Give only the number of lines in the lines below that contain the word "dirt", counting case as significant.

+ + + +

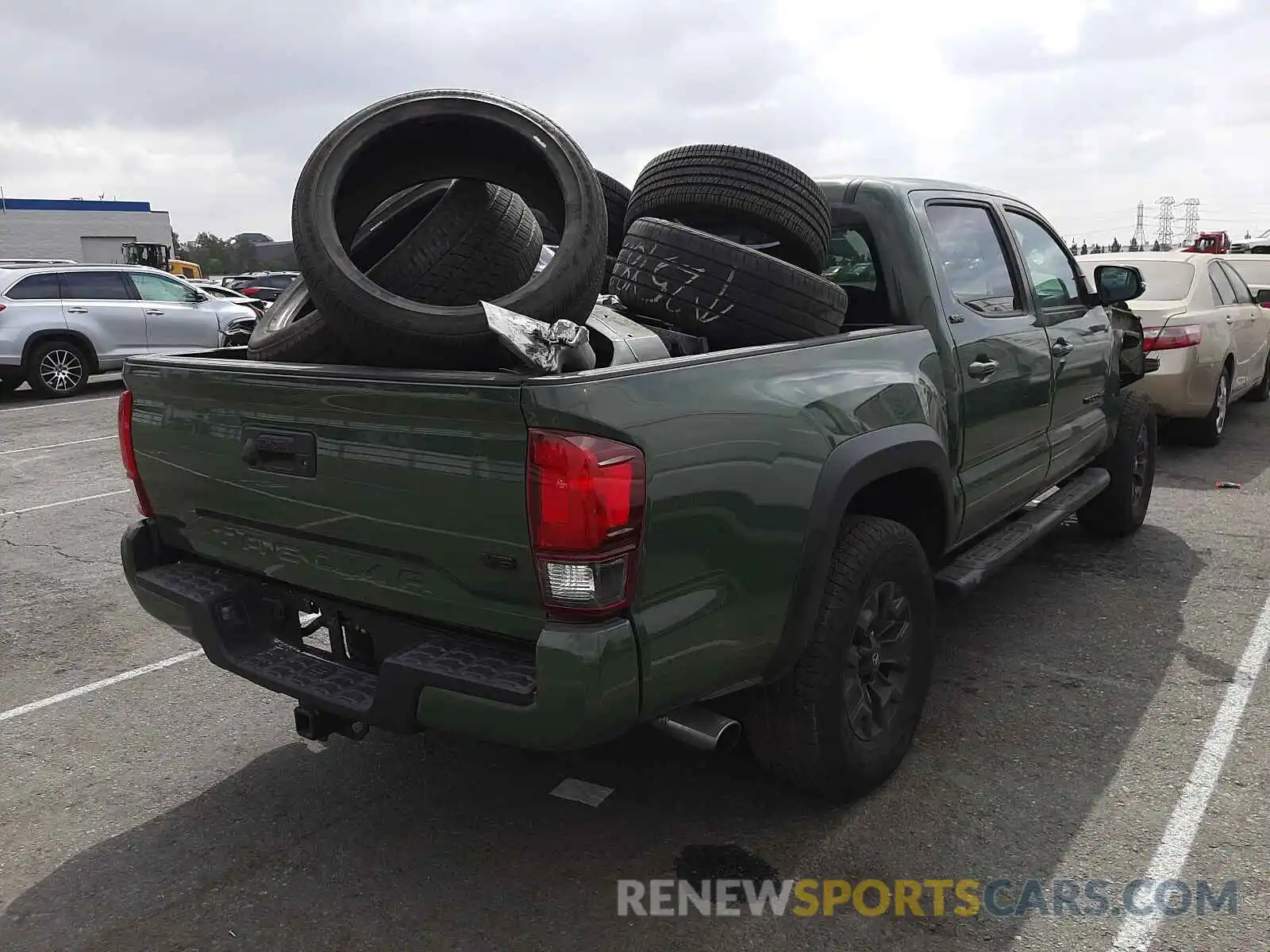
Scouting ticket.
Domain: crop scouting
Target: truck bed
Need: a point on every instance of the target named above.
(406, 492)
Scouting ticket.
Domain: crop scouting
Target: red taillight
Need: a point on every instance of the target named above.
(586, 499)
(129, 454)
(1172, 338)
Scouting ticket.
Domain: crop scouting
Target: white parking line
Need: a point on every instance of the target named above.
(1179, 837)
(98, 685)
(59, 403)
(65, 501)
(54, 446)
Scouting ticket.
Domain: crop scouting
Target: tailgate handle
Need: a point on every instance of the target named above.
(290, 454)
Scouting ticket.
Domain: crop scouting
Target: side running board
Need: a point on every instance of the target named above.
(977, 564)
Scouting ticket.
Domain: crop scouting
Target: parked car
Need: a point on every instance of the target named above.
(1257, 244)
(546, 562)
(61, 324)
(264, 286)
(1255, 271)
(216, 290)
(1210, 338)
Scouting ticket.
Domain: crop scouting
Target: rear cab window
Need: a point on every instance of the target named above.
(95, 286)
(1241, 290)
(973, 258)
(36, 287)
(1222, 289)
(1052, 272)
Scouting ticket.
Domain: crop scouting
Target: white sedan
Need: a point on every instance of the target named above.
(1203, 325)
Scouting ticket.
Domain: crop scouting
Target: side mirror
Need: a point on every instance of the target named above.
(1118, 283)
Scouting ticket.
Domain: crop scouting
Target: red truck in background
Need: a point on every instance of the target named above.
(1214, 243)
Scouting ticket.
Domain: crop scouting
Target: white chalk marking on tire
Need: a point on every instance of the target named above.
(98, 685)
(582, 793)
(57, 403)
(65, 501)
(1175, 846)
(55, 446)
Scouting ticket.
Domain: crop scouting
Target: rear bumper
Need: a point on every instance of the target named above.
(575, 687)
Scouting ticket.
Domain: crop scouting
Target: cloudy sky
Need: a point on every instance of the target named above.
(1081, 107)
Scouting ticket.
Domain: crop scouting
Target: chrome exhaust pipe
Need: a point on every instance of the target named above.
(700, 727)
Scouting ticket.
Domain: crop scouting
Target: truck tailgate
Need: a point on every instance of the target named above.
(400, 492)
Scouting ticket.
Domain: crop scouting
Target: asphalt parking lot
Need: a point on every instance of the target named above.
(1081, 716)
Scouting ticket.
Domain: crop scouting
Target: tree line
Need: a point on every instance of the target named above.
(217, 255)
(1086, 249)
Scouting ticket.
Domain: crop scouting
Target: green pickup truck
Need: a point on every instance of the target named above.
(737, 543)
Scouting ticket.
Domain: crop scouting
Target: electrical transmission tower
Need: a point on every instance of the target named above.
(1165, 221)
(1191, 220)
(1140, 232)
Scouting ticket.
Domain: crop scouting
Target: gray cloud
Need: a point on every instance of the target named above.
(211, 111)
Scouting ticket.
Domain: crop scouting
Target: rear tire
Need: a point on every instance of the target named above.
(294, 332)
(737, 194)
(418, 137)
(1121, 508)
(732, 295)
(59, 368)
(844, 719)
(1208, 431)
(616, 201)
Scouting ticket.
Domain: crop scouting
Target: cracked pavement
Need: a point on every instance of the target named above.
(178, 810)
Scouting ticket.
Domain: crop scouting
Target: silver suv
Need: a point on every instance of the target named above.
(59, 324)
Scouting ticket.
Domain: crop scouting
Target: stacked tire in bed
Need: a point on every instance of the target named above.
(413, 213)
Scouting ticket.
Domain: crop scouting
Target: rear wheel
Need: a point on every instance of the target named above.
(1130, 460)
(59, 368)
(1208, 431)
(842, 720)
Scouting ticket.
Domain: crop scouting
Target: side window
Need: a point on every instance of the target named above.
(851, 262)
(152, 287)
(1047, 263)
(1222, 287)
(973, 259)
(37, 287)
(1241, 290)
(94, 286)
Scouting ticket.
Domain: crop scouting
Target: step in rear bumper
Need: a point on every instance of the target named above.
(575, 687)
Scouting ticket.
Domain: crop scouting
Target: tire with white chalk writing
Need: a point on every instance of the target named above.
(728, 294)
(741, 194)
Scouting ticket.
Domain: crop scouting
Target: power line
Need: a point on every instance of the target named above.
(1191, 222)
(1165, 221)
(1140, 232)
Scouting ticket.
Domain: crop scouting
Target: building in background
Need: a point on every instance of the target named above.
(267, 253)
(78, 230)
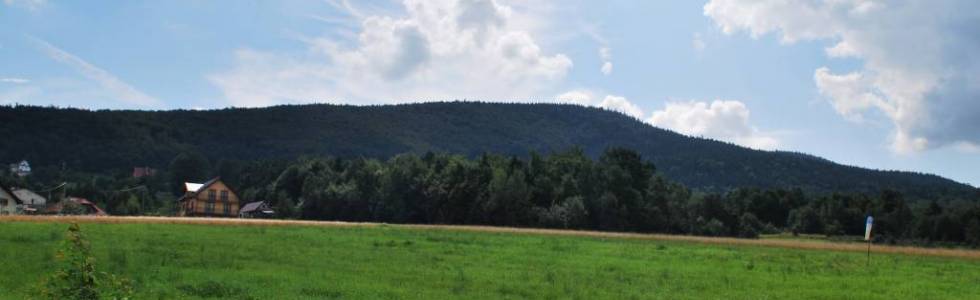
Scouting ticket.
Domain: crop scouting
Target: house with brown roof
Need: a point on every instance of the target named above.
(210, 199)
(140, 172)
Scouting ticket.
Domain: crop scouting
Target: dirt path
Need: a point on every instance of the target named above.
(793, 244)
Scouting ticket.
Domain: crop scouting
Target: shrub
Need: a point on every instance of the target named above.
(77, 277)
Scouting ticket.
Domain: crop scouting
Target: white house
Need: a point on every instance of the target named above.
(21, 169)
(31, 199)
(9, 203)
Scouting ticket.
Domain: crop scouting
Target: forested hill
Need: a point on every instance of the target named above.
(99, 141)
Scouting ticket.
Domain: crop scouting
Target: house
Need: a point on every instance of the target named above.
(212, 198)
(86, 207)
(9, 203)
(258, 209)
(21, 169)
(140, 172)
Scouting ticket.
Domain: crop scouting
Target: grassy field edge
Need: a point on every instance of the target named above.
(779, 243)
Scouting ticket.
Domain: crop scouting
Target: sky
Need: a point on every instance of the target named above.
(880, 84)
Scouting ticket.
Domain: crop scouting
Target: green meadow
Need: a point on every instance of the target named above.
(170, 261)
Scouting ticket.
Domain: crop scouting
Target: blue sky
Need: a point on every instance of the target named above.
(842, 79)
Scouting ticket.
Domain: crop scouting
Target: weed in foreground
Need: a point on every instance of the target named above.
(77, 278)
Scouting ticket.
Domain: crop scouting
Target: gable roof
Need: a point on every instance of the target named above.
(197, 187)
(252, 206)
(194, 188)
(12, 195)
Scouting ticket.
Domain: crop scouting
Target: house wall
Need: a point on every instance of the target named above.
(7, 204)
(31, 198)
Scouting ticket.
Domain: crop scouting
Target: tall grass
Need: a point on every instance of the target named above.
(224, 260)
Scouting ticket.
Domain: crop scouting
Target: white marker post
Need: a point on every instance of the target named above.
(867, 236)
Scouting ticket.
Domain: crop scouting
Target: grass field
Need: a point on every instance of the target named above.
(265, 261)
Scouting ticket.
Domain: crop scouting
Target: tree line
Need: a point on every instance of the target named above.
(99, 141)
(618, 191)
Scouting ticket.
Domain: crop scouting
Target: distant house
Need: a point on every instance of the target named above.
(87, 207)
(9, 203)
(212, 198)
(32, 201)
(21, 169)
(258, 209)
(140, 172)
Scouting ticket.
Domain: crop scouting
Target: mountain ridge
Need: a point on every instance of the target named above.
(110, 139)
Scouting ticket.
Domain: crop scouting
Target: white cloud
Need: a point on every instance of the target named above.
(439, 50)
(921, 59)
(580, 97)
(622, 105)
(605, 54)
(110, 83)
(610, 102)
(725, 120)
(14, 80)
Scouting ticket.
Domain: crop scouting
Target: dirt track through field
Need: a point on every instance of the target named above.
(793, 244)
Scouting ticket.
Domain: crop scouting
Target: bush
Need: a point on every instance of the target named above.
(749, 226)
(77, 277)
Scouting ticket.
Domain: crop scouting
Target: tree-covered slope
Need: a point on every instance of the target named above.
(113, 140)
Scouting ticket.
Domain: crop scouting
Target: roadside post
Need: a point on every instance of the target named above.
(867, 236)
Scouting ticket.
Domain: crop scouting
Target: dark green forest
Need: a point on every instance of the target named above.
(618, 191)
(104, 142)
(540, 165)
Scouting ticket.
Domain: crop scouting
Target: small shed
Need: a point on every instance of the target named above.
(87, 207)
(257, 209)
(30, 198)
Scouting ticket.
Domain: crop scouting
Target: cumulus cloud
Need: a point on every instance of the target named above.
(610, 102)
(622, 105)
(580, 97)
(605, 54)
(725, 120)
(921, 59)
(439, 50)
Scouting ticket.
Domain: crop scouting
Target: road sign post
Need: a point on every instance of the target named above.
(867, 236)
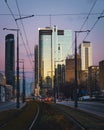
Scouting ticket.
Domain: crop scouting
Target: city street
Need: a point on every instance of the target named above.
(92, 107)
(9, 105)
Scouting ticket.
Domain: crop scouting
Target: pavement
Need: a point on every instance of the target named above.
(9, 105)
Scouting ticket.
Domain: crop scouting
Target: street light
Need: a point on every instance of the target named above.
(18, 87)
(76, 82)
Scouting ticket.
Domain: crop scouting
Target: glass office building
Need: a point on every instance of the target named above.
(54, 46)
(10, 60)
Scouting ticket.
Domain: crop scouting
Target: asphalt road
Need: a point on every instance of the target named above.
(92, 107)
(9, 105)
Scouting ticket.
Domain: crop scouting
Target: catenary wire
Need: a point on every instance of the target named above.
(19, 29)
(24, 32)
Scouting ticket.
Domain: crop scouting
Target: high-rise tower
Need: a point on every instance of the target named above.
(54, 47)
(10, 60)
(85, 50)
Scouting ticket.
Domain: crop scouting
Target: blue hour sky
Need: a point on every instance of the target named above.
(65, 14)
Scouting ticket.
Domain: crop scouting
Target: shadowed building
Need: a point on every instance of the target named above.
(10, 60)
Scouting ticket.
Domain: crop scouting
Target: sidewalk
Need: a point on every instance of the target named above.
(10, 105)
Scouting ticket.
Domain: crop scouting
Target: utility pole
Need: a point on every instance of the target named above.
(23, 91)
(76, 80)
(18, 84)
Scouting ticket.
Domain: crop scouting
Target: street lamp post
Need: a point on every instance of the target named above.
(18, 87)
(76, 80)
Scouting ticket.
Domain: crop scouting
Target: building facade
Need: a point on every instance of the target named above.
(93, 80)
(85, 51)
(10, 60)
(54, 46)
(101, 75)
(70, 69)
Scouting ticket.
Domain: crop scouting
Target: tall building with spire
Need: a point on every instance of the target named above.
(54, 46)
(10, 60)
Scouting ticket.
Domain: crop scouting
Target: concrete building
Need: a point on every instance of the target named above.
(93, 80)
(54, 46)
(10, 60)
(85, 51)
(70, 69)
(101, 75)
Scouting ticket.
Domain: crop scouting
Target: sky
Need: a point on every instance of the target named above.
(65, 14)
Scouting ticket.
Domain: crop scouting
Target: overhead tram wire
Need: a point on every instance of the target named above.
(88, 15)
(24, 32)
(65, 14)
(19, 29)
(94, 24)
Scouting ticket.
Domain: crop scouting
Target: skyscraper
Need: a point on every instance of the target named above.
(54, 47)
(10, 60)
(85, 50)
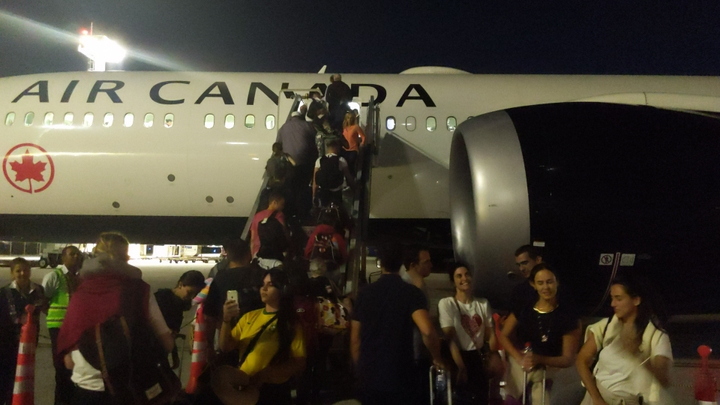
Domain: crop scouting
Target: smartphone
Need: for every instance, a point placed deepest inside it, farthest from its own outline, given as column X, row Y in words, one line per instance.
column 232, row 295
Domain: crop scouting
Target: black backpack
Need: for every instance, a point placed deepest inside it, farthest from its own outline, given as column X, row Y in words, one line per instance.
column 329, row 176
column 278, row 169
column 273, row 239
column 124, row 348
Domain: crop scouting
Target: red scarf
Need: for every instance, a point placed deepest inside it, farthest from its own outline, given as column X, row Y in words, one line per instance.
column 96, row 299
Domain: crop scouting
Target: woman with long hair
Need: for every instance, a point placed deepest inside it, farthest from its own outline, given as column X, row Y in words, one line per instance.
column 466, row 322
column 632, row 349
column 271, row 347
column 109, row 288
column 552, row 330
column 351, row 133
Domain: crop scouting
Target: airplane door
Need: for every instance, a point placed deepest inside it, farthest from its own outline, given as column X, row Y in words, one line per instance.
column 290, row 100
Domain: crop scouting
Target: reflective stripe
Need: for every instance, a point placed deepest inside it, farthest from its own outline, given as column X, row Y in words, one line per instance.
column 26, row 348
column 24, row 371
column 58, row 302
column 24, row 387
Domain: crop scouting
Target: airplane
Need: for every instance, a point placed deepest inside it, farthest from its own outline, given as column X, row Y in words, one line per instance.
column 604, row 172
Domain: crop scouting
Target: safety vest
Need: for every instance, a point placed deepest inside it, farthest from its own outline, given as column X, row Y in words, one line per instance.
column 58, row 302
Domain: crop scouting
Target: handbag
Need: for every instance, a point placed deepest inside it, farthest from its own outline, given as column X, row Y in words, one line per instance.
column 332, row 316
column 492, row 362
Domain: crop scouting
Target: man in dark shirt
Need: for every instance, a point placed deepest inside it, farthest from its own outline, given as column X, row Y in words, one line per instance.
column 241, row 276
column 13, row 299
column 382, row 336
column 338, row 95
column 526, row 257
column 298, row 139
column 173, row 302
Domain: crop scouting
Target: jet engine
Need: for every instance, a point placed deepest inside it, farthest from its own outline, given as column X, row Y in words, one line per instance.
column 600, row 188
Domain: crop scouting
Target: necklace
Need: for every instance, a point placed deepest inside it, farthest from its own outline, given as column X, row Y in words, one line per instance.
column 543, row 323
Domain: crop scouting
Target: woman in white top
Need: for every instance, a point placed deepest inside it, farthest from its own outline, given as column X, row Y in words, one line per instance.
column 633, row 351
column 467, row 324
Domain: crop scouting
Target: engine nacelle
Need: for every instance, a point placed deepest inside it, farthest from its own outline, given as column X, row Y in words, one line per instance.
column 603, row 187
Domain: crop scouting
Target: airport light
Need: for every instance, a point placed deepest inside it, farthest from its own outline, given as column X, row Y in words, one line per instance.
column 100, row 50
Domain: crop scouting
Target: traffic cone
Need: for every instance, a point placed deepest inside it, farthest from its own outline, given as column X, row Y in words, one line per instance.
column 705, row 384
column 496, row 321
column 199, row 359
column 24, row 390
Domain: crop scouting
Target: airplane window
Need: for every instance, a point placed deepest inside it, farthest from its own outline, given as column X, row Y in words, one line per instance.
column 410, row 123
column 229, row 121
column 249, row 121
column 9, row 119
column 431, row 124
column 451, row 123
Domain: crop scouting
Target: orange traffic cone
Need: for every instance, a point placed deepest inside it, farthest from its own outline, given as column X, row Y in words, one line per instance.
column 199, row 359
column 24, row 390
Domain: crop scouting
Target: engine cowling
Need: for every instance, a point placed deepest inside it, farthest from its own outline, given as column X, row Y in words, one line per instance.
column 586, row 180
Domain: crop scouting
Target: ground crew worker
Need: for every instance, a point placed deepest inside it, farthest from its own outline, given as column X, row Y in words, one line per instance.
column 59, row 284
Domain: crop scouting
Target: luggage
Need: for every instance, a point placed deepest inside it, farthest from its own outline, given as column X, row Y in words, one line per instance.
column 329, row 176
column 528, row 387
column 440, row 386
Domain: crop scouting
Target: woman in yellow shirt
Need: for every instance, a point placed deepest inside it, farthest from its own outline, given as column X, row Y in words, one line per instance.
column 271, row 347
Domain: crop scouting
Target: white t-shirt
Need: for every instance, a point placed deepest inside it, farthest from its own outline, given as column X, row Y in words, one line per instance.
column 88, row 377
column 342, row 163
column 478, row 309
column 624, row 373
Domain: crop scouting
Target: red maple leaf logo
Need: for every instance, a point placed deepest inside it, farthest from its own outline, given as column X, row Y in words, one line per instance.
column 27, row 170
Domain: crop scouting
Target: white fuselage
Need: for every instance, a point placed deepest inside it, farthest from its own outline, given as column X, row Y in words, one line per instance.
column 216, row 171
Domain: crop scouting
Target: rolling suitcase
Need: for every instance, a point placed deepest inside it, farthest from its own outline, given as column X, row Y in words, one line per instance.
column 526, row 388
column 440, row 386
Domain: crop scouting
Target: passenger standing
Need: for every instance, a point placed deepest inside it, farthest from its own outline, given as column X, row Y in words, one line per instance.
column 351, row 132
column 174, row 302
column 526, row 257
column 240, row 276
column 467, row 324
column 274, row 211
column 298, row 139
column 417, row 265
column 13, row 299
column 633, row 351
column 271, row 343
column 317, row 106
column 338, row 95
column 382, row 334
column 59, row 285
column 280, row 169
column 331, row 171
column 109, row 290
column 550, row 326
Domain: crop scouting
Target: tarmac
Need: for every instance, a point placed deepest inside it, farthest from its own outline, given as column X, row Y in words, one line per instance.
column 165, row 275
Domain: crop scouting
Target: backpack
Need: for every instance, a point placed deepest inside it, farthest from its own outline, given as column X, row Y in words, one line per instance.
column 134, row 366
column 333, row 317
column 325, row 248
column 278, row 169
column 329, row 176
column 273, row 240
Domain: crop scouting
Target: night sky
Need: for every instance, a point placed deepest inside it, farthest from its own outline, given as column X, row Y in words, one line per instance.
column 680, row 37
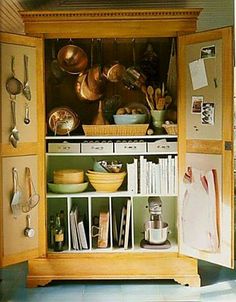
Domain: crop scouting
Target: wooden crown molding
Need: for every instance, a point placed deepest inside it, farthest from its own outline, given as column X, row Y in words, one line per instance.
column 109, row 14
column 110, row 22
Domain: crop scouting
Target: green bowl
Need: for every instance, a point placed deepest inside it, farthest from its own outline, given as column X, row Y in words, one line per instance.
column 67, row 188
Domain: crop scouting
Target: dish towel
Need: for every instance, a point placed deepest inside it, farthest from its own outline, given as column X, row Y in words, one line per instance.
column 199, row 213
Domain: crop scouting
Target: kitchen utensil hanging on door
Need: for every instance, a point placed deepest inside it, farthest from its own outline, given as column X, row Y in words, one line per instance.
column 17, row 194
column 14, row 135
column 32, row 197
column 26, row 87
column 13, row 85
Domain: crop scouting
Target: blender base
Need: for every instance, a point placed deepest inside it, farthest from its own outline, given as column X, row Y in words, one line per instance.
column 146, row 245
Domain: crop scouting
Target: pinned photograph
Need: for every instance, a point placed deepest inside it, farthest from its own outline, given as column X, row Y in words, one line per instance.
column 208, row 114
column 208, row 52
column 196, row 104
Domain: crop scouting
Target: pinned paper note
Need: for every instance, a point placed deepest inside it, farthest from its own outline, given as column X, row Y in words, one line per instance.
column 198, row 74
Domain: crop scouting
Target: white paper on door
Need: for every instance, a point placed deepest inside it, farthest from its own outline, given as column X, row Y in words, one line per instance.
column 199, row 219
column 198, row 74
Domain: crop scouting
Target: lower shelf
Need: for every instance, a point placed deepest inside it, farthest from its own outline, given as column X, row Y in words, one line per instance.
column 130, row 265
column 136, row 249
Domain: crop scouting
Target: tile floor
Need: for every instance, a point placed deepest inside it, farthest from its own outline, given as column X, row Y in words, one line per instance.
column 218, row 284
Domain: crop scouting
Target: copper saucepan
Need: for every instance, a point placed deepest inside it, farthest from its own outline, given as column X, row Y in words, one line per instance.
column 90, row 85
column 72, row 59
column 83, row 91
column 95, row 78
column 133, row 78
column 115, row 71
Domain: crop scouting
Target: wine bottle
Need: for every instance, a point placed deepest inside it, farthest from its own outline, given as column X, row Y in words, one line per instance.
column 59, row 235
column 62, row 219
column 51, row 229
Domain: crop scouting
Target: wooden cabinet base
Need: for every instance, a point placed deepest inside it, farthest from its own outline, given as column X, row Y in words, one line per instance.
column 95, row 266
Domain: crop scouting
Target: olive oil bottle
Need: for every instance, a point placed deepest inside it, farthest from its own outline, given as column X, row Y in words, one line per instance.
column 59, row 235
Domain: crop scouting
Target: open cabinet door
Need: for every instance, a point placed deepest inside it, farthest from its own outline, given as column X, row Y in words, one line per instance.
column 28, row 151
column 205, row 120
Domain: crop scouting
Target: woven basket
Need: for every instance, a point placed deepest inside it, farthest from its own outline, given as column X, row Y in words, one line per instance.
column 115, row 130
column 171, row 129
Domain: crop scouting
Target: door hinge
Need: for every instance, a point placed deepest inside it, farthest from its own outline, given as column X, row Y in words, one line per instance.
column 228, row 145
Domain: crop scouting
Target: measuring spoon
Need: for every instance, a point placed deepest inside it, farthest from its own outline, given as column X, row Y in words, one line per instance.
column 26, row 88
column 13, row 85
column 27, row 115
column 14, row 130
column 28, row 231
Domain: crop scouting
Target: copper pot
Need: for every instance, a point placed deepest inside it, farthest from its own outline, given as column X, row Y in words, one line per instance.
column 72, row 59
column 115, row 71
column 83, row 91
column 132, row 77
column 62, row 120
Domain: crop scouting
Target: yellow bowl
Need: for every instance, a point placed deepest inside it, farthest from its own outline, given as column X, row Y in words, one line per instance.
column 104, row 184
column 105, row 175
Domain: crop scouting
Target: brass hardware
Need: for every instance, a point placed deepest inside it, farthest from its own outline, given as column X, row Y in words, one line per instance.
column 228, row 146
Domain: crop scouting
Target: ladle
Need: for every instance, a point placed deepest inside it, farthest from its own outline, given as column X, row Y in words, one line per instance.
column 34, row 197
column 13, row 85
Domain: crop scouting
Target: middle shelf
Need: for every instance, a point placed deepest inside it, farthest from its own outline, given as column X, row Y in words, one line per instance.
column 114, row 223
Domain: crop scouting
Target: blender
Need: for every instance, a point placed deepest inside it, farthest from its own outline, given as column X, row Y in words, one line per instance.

+ + + +

=== WRITTEN SOLUTION ===
2